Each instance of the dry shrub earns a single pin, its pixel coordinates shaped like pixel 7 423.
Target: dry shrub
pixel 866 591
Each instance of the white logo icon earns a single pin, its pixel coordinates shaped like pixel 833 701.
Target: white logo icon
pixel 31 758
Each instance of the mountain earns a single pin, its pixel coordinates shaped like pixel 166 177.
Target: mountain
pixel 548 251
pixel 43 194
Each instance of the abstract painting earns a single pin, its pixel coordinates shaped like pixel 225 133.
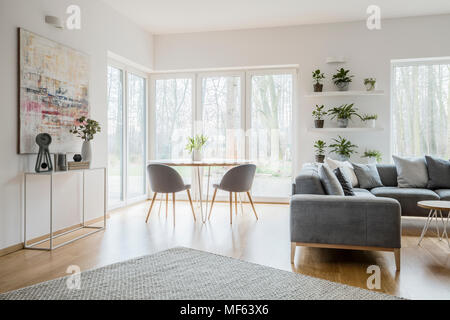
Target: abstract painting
pixel 54 92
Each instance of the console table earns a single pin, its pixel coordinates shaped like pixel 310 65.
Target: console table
pixel 52 236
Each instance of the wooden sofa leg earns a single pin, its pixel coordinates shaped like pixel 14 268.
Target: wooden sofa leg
pixel 397 258
pixel 293 247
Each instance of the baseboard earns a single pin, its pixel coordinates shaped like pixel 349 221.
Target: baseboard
pixel 20 246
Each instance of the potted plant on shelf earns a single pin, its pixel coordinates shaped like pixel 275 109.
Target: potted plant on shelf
pixel 370 83
pixel 318 78
pixel 342 79
pixel 370 120
pixel 344 113
pixel 195 145
pixel 318 115
pixel 86 129
pixel 373 156
pixel 343 148
pixel 320 146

- **Work to do**:
Pull every line of the records above out word for word, and leave the pictures out.

- **Full answer**:
Each instance of the dry shrub earns a single pin, its pixel coordinates shaped like pixel 7 423.
Target: dry shrub
pixel 866 591
Each instance of the white logo icon earns a single pin, its pixel coordinates shaped like pixel 833 701.
Target: white logo icon
pixel 31 758
Each instance of the mountain earns a single pin, its pixel coordinates shaped like pixel 166 177.
Target: mountain
pixel 548 251
pixel 43 194
Each instance of the abstract painting earns a single pin, its pixel coordinates shaped like pixel 225 133.
Target: abstract painting
pixel 54 92
Each instance of the console table earns a single pin, its pixel coordinates shaped like pixel 310 65.
Target: console table
pixel 52 236
Each instance of the wooden sofa leg earns a single pin, its pixel coordinates shaped like pixel 14 268.
Target: wooden sofa leg
pixel 397 258
pixel 293 247
Each instance of the baseboard earns a single pin, its pixel coordinates shaped like pixel 349 221.
Target: baseboard
pixel 20 246
Each instance of the potted plant on shelf earns a single pin, its pixel coordinates shaped like pixel 275 109.
Target: potted plant on shelf
pixel 370 83
pixel 318 78
pixel 342 79
pixel 370 120
pixel 344 113
pixel 195 145
pixel 318 115
pixel 86 129
pixel 373 156
pixel 343 148
pixel 320 146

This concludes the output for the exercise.